> Text segment
──────

Wraps Apple's CoreML runtime (MLModel). Loads compiled .mlmodelc packages and delegates hardware scheduling (ANE/GPU/CPU) to Apple's runtime. Supports model loading and prediction — no LLM-specific decode loop or KV cache management.

ANE Direct (experimental)

Bypasses CoreML to talk directly to the Neural Engine using reverse-engineered private APIs (_ANECompiler, _ANEInMemoryModel). Loads pre-compiled .ironml bundles:

  • IOSurface-backed tensor I/O for ANE-compatible memory layout
  • TurboQuant: INT8 KV cache compression with Hadamard rotation and on-ANE dequantization
  • Autoregressive decode loop with ANE-accelerated lm_head via chunked conv1×1

Usage

CLI

cargo install --path crates/ironmill-cli

Commands

COMMANDS:
  compile           Compile a model to CoreML, ANE, or Metal format
  inspect           Print model structure and metadata
  validate          Validate model for target hardware compatibility
  compile-pipeline  Compile a multi-stage pipeline from a TOML manifest
  pipeline-report   Compare two pipeline configurations

compile

Convert an ONNX, SafeTensors, GGUF, or CoreML model to an optimized output format.

Key flags:

Flag Description
-o, --output <PATH> Output path (default: derived from input)
-t, --target <TARGET> Compute units: all, cpu-only, cpu-and-gpu, cpu-and-ne, gpu
-q, --quantize <MODE> Quantization: none, fp16, int8, mixed-fp16-int8, awq, int4, gptq, d2quant
--cal-data <DIR> Calibration data directory (for INT8, AWQ, or GPTQ)
--polar-quantize <BITS> PolarQuant weight quantization (2 or 4 bit)
--palettize <BITS> Weight palettization bit-width (2, 4, 6, or 8)
--quip-sharp QuIP# (E8 lattice) 2-bit weight quantization
--input-shape <NAME:SHAPE> Set concrete input shape for ANE (repeatable)
--ane Emit ANE-optimized ops (1×1 conv projections, decomposed RMSNorm, etc.)
--ane-memory-budget <SIZE> ANE memory budget per op (e.g. 1GB, 512MB)
--runtime <BACKEND> Runtime backend: coreml (default), ane-direct (experimental)
--kv-quant <MODE> KV cache quantization: none, turbo-int8
--pipeline-config <PATH> TOML pipeline configuration (overrides default passes)
--no-fusion Disable fusion and optimization passes
--moe-split Split MoE model into per-expert .mlpackage files
--moe-bundle Bundle MoE experts as functions in a single .mlpackage
--split-draft-layers <N> Split model for speculative decoding (draft + verifier)
--annotate-compute-units Annotate ops with preferred compute unit (ANE/GPU/CPU)

inspect

Print model structure and metadata for .onnx, .mlmodel, or .mlpackage files.

validate

Check whether a model is compatible with the Apple Neural Engine.

──────

> Extracted records
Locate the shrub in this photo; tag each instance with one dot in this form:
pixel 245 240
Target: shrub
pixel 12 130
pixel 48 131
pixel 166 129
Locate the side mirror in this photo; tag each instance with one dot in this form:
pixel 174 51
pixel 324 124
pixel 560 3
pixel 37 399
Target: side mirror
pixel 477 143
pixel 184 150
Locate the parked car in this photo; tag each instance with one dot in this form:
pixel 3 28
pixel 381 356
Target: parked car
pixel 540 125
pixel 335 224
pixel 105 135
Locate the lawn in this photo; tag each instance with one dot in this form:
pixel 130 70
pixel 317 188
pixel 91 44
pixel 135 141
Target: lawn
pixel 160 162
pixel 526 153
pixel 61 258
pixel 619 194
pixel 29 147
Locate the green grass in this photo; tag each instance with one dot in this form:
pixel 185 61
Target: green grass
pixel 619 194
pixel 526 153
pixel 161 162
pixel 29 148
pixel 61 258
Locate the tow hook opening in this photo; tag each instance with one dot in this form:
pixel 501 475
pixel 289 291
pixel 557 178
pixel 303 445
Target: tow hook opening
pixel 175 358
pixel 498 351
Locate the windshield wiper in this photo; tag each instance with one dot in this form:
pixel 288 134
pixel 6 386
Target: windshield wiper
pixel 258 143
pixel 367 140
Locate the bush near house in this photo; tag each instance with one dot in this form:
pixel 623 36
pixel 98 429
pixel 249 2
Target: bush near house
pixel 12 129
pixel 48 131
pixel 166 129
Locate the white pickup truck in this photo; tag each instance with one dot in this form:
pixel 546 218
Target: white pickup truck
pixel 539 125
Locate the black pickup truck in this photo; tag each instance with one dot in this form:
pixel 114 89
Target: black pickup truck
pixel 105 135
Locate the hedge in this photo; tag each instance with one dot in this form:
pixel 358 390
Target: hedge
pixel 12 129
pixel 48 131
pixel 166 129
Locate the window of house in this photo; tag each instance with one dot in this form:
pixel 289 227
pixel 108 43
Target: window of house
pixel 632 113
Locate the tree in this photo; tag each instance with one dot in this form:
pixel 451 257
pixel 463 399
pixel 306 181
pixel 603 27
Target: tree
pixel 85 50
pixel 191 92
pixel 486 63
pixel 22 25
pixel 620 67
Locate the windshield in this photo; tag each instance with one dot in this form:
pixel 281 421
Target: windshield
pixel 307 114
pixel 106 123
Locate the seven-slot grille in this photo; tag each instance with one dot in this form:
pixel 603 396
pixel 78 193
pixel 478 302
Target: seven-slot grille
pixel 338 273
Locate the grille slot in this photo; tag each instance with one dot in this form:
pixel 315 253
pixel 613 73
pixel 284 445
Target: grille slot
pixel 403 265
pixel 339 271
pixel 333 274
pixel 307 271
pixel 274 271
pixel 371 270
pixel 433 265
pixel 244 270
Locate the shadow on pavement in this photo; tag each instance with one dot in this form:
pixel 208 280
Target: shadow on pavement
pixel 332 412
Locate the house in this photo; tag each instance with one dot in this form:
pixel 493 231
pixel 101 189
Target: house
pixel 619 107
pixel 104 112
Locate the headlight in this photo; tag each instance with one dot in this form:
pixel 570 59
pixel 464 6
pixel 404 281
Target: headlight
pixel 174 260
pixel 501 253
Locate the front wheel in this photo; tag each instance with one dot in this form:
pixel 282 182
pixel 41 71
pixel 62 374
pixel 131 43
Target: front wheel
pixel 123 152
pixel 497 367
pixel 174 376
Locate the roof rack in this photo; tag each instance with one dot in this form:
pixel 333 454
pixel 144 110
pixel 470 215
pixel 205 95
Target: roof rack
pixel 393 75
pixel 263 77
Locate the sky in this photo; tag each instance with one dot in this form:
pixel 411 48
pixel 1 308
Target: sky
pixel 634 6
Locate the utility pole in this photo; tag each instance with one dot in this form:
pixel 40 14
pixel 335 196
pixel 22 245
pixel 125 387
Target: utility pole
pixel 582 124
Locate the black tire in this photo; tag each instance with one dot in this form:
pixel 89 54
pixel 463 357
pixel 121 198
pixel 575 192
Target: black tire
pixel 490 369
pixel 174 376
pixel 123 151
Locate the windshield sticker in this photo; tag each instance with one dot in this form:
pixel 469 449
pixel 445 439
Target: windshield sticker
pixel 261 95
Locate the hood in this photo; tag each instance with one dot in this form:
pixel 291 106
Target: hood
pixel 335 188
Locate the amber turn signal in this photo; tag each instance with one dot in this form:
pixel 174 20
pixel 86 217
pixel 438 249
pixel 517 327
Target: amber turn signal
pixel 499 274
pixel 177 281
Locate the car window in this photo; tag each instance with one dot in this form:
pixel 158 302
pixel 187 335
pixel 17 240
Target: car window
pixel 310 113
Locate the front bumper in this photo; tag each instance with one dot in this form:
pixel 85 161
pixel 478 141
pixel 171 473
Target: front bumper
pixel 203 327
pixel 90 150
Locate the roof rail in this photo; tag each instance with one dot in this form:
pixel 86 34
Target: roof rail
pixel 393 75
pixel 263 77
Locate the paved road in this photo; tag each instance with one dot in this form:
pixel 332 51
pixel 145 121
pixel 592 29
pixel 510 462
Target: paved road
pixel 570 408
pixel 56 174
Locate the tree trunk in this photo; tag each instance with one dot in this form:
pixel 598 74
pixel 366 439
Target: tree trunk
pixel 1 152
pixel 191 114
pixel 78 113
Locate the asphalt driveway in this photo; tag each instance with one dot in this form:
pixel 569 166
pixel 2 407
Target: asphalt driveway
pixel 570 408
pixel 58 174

──────

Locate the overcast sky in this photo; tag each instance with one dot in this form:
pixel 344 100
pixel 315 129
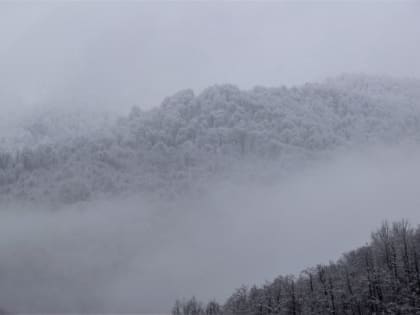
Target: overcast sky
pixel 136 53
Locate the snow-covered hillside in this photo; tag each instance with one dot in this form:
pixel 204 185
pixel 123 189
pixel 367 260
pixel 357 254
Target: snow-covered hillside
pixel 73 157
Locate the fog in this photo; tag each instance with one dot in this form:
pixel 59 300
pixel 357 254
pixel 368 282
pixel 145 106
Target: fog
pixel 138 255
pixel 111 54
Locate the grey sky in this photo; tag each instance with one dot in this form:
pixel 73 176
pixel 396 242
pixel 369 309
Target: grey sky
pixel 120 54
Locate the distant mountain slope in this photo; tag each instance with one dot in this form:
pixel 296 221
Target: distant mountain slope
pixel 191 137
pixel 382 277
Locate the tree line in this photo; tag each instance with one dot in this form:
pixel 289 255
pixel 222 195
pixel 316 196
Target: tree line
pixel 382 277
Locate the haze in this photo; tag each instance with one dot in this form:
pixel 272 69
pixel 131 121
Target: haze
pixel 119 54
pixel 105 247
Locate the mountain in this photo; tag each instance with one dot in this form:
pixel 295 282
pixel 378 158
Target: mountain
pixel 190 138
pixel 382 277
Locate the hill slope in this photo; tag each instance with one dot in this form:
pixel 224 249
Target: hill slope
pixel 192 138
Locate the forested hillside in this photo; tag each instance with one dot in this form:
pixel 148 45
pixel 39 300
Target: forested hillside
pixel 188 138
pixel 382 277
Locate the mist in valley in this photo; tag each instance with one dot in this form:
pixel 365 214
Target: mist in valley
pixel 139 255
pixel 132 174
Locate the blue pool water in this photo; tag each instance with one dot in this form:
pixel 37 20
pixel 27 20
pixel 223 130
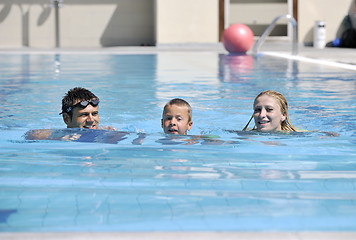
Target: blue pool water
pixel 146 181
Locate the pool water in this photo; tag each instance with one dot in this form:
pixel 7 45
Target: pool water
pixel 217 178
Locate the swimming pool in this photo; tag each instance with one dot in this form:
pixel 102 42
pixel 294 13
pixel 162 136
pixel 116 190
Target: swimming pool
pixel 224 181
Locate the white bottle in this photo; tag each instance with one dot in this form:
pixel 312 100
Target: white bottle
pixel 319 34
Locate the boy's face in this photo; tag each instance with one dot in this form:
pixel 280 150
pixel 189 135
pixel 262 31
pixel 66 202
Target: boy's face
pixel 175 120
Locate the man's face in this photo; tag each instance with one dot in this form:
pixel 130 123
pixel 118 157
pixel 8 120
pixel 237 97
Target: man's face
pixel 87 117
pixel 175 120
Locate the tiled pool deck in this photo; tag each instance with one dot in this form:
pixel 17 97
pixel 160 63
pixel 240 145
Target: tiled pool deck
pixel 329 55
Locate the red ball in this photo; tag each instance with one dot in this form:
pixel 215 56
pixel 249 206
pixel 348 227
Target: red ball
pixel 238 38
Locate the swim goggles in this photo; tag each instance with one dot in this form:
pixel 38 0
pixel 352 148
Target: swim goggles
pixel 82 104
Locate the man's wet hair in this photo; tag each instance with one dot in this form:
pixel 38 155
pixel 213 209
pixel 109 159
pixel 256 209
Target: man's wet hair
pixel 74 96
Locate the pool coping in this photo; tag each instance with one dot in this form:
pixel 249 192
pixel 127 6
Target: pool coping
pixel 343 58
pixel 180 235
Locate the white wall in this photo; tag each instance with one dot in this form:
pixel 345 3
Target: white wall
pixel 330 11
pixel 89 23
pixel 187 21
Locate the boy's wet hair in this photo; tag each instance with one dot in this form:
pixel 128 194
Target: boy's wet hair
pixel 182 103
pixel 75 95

──────

> Requirement 1
According to the ironmill documentation, which quantization modes take a calibration data directory through --cal-data?
> Requirement 2
Write the next part of the ironmill documentation, starting after its final sentence about Apple Neural Engine compatibility.

> Result 1
INT8, AWQ, and GPTQ.

> Result 2
Flag Description
--format <FMT> Output format: text (default) or json

compile-pipeline

Compile a multi-ONNX pipeline from a TOML manifest into coordinated .mlpackage outputs.

Flag Description
-o, --output <DIR> Output directory for .mlpackage files and pipeline.json

pipeline-report

Compare two pipeline configurations on a model and report metrics.

Flag Description
--config-a <PATH> Path to the first pipeline config (TOML)
--config-b <PATH> Path to the second pipeline config (TOML)

Examples

# Basic CoreML conversion
ironmill compile model.onnx

# FP16 quantization with explicit output path
ironmill compile model.onnx -o output.mlpackage --quantize fp16

# Weight-only INT8 quantization
ironmill compile model.onnx --quantize int8

# Fixed input shapes for ANE compatibility
ironmill compile model.onnx --input-shape "input:1,3,224,224"

# 4-bit PolarQuant for Metal GPU backend
ironmill compile model.onnx --target gpu --polar-quantize 4

# ANE-optimized compile with TurboQuant KV cache
ironmill compile model.onnx --ane --kv-quant turbo-int8

# Compile a multi-stage pipeline
ironmill compile-pipeline pipeline.toml -o out/

# Compare two pipeline configs
ironmill pipeline-report model.onnx --config-a fast.toml --config-b accurate.toml

# Inspect model structure
ironmill inspect model.onnx

# Validate ANE compatibility (JSON output)
ironmill validate model.onnx --format json

Rust API — High-Level (ironmill-torch)

ironmill-torch provides a PyTorch-level abstraction over the lower-level compile and inference crates.

Quick Start

use ironmill_torch::{Model, GenParams};

let mut model = Model::from_pretrained("./Qwen3-0.6B/")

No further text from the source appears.